#### WHAT THE TASK REQUIRES:
Report each line of the material below that contains the string "player", treating uppercase and lowercase letters as distinct.

#### DATASET ENTRIES:
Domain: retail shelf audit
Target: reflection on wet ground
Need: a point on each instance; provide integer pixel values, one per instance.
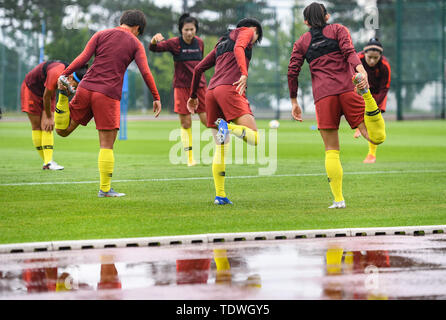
(386, 267)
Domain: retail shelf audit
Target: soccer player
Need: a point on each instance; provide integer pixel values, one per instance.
(38, 99)
(331, 55)
(225, 98)
(379, 77)
(187, 51)
(99, 92)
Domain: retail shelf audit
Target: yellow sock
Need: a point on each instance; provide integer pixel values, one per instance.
(374, 120)
(372, 149)
(245, 133)
(334, 171)
(37, 141)
(334, 260)
(106, 163)
(47, 145)
(62, 115)
(186, 139)
(218, 169)
(223, 266)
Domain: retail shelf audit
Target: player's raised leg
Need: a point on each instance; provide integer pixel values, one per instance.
(106, 163)
(333, 166)
(245, 128)
(373, 118)
(186, 137)
(219, 170)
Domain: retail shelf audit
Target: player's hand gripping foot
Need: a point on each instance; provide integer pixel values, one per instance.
(370, 159)
(222, 201)
(223, 130)
(357, 79)
(52, 165)
(337, 205)
(110, 193)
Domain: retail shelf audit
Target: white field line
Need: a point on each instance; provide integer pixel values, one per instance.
(228, 177)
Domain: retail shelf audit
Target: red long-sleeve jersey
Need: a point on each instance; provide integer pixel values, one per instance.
(229, 66)
(114, 50)
(183, 69)
(331, 73)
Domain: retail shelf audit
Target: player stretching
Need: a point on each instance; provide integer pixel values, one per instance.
(38, 99)
(379, 74)
(329, 51)
(225, 98)
(99, 93)
(187, 51)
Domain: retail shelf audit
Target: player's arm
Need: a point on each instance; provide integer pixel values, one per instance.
(50, 89)
(295, 65)
(83, 58)
(349, 53)
(143, 66)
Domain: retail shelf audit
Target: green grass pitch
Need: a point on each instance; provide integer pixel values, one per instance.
(407, 185)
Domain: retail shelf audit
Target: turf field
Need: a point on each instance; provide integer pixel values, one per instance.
(407, 185)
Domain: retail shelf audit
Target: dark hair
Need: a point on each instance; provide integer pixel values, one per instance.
(134, 18)
(250, 22)
(374, 45)
(315, 14)
(186, 18)
(80, 73)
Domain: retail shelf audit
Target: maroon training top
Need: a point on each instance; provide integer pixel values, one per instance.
(114, 50)
(230, 65)
(183, 69)
(331, 73)
(379, 77)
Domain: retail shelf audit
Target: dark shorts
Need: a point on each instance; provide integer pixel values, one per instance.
(32, 103)
(181, 95)
(88, 104)
(330, 109)
(225, 102)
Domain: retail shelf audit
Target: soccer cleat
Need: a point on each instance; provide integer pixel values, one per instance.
(370, 159)
(357, 78)
(223, 130)
(222, 201)
(191, 163)
(337, 205)
(67, 84)
(111, 193)
(52, 165)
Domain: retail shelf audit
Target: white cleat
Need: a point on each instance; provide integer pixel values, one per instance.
(52, 165)
(338, 205)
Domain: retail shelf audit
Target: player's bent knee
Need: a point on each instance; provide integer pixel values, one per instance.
(377, 140)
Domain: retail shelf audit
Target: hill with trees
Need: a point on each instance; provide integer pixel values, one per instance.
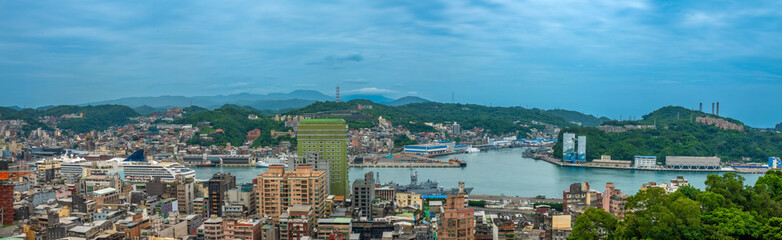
(31, 120)
(234, 122)
(726, 209)
(677, 134)
(573, 116)
(497, 120)
(97, 118)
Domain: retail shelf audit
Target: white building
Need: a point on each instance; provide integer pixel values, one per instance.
(645, 162)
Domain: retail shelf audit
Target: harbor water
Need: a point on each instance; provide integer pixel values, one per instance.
(505, 171)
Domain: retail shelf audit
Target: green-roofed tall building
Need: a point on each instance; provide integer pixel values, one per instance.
(329, 138)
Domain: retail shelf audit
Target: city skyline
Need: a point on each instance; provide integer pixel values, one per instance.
(603, 58)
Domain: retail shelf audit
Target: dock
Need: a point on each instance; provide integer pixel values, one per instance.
(559, 162)
(407, 161)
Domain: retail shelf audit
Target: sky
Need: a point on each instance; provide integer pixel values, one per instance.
(602, 57)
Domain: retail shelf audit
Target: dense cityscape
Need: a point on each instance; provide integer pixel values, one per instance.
(138, 180)
(390, 120)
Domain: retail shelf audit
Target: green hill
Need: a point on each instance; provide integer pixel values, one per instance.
(497, 120)
(677, 133)
(573, 116)
(235, 124)
(97, 118)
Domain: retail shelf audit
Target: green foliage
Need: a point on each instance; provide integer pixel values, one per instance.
(360, 124)
(584, 119)
(680, 138)
(726, 209)
(403, 140)
(97, 118)
(412, 116)
(594, 224)
(30, 119)
(476, 203)
(235, 125)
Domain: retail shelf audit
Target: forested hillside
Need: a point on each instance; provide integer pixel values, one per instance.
(235, 125)
(726, 209)
(678, 134)
(497, 120)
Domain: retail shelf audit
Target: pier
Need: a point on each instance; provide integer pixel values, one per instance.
(407, 161)
(559, 162)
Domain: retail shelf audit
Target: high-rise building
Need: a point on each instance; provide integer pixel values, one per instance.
(581, 150)
(278, 190)
(363, 194)
(297, 223)
(329, 137)
(456, 129)
(218, 185)
(568, 147)
(185, 194)
(458, 221)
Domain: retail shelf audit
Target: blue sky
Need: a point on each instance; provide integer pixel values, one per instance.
(601, 57)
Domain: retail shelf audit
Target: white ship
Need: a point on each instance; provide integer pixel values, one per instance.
(266, 162)
(133, 168)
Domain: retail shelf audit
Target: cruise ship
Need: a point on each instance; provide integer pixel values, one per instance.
(266, 162)
(133, 168)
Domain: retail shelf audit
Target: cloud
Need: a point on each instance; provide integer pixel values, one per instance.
(336, 60)
(371, 90)
(356, 81)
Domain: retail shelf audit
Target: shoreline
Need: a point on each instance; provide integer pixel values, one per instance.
(558, 162)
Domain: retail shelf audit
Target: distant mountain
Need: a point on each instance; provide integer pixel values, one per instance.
(577, 117)
(406, 100)
(413, 116)
(158, 102)
(146, 110)
(272, 101)
(370, 97)
(276, 104)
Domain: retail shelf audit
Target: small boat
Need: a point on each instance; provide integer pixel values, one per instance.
(461, 163)
(206, 164)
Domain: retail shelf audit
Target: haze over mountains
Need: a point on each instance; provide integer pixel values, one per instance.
(272, 101)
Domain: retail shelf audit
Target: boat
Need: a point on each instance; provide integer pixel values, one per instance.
(428, 187)
(750, 167)
(133, 168)
(205, 164)
(266, 162)
(461, 163)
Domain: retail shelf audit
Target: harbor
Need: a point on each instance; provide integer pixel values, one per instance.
(520, 176)
(405, 161)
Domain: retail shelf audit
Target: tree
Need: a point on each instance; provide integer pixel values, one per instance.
(661, 216)
(730, 223)
(594, 224)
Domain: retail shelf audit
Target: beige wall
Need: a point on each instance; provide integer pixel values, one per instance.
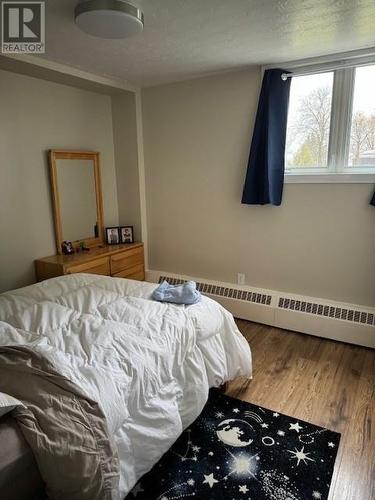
(126, 160)
(320, 242)
(37, 115)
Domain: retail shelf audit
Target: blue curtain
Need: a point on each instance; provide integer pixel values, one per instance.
(265, 170)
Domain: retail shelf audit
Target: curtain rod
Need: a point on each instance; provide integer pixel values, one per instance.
(326, 67)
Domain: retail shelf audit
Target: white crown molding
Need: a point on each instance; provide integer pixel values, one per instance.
(66, 70)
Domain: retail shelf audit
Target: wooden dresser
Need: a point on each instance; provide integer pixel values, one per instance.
(122, 261)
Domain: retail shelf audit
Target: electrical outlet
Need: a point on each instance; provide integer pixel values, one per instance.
(240, 278)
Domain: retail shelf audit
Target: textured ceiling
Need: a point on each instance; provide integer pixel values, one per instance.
(189, 38)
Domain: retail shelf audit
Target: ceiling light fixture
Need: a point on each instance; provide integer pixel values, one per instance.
(109, 18)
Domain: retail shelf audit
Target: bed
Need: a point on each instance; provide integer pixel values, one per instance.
(109, 377)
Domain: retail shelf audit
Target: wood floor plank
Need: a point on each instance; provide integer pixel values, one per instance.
(327, 383)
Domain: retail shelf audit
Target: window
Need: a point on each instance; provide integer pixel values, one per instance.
(331, 124)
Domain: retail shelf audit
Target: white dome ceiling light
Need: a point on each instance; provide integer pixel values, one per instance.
(109, 18)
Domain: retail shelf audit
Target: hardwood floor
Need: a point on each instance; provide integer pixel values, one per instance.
(327, 383)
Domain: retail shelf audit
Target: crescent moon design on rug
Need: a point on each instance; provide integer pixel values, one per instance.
(231, 431)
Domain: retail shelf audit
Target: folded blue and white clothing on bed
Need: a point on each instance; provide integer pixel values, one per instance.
(186, 293)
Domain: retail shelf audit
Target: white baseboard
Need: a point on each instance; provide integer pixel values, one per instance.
(350, 323)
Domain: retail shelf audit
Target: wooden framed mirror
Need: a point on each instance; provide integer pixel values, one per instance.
(76, 197)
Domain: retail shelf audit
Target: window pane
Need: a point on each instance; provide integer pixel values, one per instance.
(362, 133)
(309, 120)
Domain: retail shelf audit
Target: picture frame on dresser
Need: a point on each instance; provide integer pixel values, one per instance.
(112, 235)
(126, 234)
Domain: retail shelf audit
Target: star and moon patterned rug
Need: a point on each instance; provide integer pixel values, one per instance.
(238, 451)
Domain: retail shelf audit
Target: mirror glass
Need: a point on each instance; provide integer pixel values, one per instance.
(77, 196)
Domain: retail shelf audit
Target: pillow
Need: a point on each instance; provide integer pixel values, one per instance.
(8, 403)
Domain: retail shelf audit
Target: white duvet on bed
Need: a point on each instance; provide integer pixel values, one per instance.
(149, 365)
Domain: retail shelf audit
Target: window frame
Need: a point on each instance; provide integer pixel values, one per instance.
(337, 170)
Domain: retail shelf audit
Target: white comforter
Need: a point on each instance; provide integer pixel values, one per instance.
(149, 365)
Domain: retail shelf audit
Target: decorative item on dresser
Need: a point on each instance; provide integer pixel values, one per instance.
(78, 216)
(122, 261)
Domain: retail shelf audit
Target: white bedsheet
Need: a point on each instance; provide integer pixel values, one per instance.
(149, 365)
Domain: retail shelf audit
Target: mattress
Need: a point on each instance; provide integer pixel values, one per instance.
(148, 365)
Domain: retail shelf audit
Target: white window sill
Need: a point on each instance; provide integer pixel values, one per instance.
(329, 178)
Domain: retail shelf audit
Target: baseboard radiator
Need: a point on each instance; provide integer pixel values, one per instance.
(324, 318)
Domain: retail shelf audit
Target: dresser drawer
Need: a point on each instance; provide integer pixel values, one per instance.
(126, 260)
(133, 273)
(97, 266)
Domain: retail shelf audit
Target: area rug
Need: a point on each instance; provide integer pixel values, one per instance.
(236, 450)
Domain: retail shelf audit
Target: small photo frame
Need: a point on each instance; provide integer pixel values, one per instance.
(112, 235)
(126, 234)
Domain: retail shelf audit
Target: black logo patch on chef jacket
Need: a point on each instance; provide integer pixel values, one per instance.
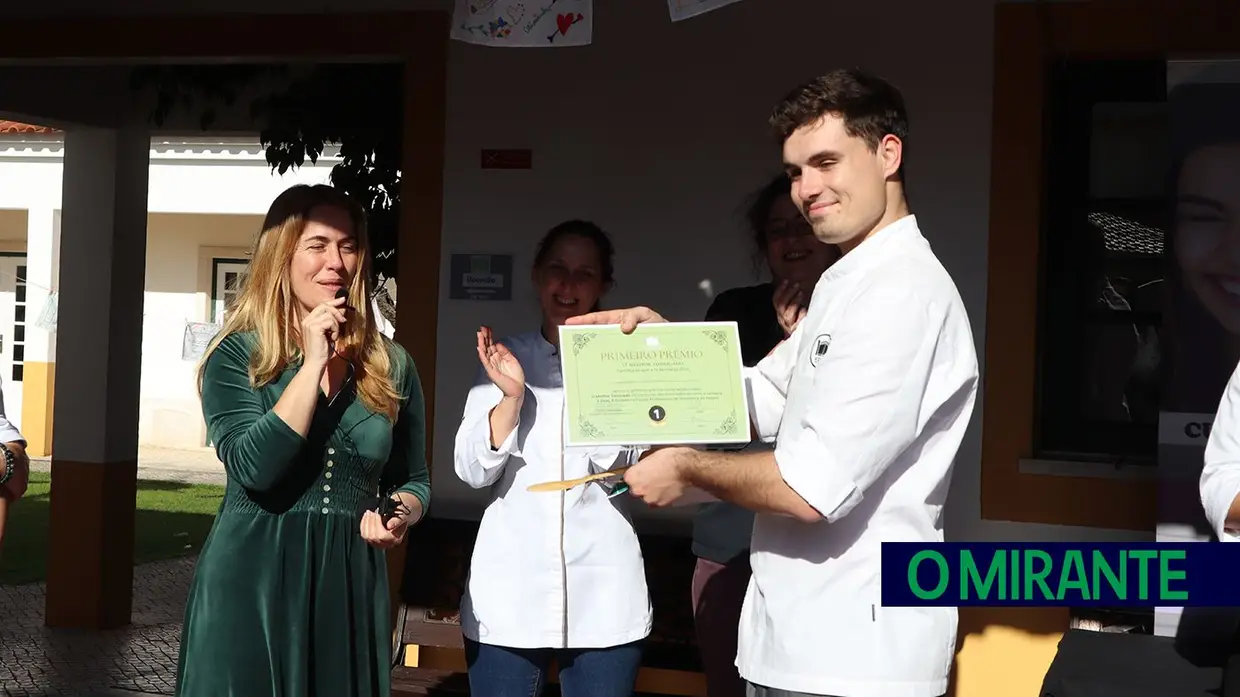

#### EXERCISE ANSWER:
Target: soccer player
Target: player's raised leg
Target: player's hand gripping foot
Target: player stretching
Target: player's arm
Target: player's bent knee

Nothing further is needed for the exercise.